Page extract:
= = =

On the NesDev forums, noted Mega Drive programmer TiagoSC posted a tech demo, showcasing the third stage of the Green Hill Zone, and it’s a fascinating piece of work. Of course, we’ve seen fan-made attempts to bring rival platform mascot characters to other consoles before, but what sets TiagoSC’s work apart is that the work carried out is actually based on original Sonic code (courtesy of SonicRetro’s disassemblies of the engine), then embellished with SNES-specific customisations for more optimal performance.
Two key aspects define a Sonic game – first of all the speed of the scrolling and the range of the tiles that define the landscape. Secondly, and crucially, there’s the physics of Sonic himself. This is a game about speed and momentum and getting the way Sonic acts and reacts to the gradients and loop-the-loops is a make-or-break factor in delivering a good Sonic experience. TiagoSC’s tech demo is one of the few efforts that gets it right (bar very, very slight changes) as you can see in this playthrough, where I tested it on original Super NES hardware – on a CRT, of course.
It’s a convincing facsimile in many ways but obviously quite different too – mainly because the Super NES was a very, very different machine to its Sega rival, something we’ve seen emphasised by multi-platform projects of the era like Pitfall: The Mayan Adventure, a game I’ve looked at in depth in a prior DF Retro episode. At the most basic level, the two systems operate at different resolutions. The Sega machine typically ran at 320×224, though it supports lower resolutions as well, whereas the Super NES standardised at 256×224. In the case of this Sonic port, there is a fundamental change to the presentation simply because you see significantly less of the play area. However, the Nintendo machine had advantages of its own including a wider colour gamut – and again, this is taken advantage of in TiagoSC’s port.

= = =

Data entries:
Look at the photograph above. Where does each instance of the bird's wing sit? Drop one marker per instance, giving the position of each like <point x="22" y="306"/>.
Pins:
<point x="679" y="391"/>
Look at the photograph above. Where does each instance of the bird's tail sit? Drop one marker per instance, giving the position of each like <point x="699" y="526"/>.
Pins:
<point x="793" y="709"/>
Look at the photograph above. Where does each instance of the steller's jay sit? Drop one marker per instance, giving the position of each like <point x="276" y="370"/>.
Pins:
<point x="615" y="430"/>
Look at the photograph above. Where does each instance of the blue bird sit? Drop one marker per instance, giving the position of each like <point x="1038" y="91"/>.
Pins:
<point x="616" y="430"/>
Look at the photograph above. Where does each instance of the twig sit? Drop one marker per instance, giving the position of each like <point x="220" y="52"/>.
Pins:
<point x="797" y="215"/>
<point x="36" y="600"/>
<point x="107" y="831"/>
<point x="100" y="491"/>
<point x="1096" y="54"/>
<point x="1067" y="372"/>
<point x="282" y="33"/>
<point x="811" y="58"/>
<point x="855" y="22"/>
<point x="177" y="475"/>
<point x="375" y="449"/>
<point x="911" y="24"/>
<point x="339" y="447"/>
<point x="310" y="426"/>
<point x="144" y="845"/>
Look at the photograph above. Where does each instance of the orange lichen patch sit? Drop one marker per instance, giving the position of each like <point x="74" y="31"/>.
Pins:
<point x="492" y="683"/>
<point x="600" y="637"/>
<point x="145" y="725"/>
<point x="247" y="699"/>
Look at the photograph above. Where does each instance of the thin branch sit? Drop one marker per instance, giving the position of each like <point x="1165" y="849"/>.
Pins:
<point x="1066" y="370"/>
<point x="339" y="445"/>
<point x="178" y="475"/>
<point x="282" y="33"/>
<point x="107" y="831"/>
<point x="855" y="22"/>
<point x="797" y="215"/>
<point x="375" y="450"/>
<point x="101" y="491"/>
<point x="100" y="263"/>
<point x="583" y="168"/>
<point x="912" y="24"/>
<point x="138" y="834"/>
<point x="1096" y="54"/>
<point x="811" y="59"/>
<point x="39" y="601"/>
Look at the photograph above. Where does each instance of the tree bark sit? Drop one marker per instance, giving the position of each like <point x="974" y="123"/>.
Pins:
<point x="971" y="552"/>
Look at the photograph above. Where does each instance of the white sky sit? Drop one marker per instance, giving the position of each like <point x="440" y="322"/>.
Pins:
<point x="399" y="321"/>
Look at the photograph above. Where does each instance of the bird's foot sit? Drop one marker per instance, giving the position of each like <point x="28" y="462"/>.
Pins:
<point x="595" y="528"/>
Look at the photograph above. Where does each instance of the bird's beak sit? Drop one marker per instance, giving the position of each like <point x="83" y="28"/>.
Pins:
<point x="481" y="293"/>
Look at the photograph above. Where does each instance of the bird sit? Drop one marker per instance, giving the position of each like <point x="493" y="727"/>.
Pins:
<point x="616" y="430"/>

= = =

Given task 1: Summarize the tech demo article in two sentences.
Given task 2: According to the tech demo article, at what resolution did the Super NES standardize?
Given task 3: Translate this sentence from the tech demo article into Spanish: "At the most basic level, the two systems operate at different resolutions."
The entries are not needed for any of this work.

Worked solution 1: TiagoSC posted a Super NES tech demo of the third stage of the Green Hill Zone on the NesDev forums, built on original Sonic code from SonicRetro's disassemblies with SNES-specific customizations, and it gets Sonic's physics right apart from very slight changes. Because the Super NES runs at 256×224 rather than the Mega Drive's usual 320×224, less of the play area is visible, though the port takes advantage of the Nintendo machine's wider color gamut.

Worked solution 2: The Super NES standardized at 256×224.

Worked solution 3: En el nivel más básico, los dos sistemas funcionan a resoluciones diferentes.